_Task to carry out_
From the text on domestic flight route clusters, reproduce word for word the passage starting at "Bearing these in" and ending at "bounded between 0 and 1.".

Itinerary
We are going to explore the structure of domestic flight routes in a number of countries. This will involve the following steps:
- Gathering data from public databases
- Cleaning and restructuring the data
- Analysing the data by means of clustering
- Attempting to say clever things
- Visualising the data
Motivation
I am fascinated by airports and, in general, by flying. I hope this is a sufficient reason.
Before setting off
Choosing the first destination
First of all, it has to be decided what will be investigated. We are going to look at the domestic routes in a selection of countries. The next question is whether individual networks are investigated, or beyond that, we carry out a comparative study across countries. Initially, we only concern ourselves with countries apiece.
Secondly, it has to be decided whether certain features are sought for, or the structure of the routes is let gradually unfold? As a start we will look for clusters in the route network.
Finding the right guidebook
It is of considerable challenge to decide whether the number of cluster measures exceeds that of the clustering algorithms.
Let us consider a simple graph $G = (V,E)\text{ where } E \in V^{2}$ whose edges are partition non overlapping non empty sets: $V = \cup_{i = 1}^{N} C_{i}$. The graph induced by such a set is called a cluster.
As to decide what constitutes a good cluster, two requirements are cited most often:
- The number of edges within a cluster is much higher than that of edges linking the cluster in question to other ones.
- The edge density e.g. the average degree of vertices with respect to the edges within the cluster is high.
Bearing these in mind, we can attempt to construct a measure. Firstly, the “trapping probability”, $p_{trap}(i)$ for a vertex as the probability of moving to a neighboring vertex within the cluster over the probability to move any neighboring vertex. Assuming that the vertex $i$ belongs to cluster $k$:
\[p_{tr}(i) = \begin{cases} 1, \quad \quad \quad \quad\text{if} \quad |E(C_{k})| = 0\\ \frac{ \sum\limits_{(i,j) \in E(C_{k}) } w((i,j)) } {\sum\limits_{(i,j)} w((i,j))} , \quad \text{if} \quad |E(C_{k})| > 0\\ \\ \end{cases}\]where $w(i,j)$ is the weight of the edge between vertices $i$ and $j$. All edges are required to have non-negative weight. Self edges are not allowed either. This quality is bounded between 0 and 1.
The cluster trapping probability, $p_{tr}(C_{k})$ is the average of the trapping probabilities over its vertices:
\[p_{tr}(C_{k}) = \frac{\sum\limits_{i \in C_{k}} p_{tr}(i) } {|C_{k}|}\]Obviously, this the values of this quality are confined between 0 and 1. The former meaning a cluster with a single vertex connected to other clusters, whilst the latter one singifies a cluster disjoint from any other clusters.

_Dataset content_
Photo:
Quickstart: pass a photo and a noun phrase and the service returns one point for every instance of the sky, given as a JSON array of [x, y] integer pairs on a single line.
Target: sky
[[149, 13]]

_Task response_
Bearing these in mind, we can attempt to construct a measure. Firstly, the “trapping probability”, $p_{trap}(i)$ for a vertex as the probability of moving to a neighboring vertex within the cluster over the probability to move any neighboring vertex. Assuming that the vertex $i$ belongs to cluster $k$:
\[p_{tr}(i) = \begin{cases} 1, \quad \quad \quad \quad\text{if} \quad |E(C_{k})| = 0\\ \frac{ \sum\limits_{(i,j) \in E(C_{k}) } w((i,j)) } {\sum\limits_{(i,j)} w((i,j))} , \quad \text{if} \quad |E(C_{k})| > 0\\ \\ \end{cases}\]where $w(i,j)$ is the weight of the edge between vertices $i$ and $j$. All edges are required to have non-negative weight. Self edges are not allowed either. This quality is bounded between 0 and 1.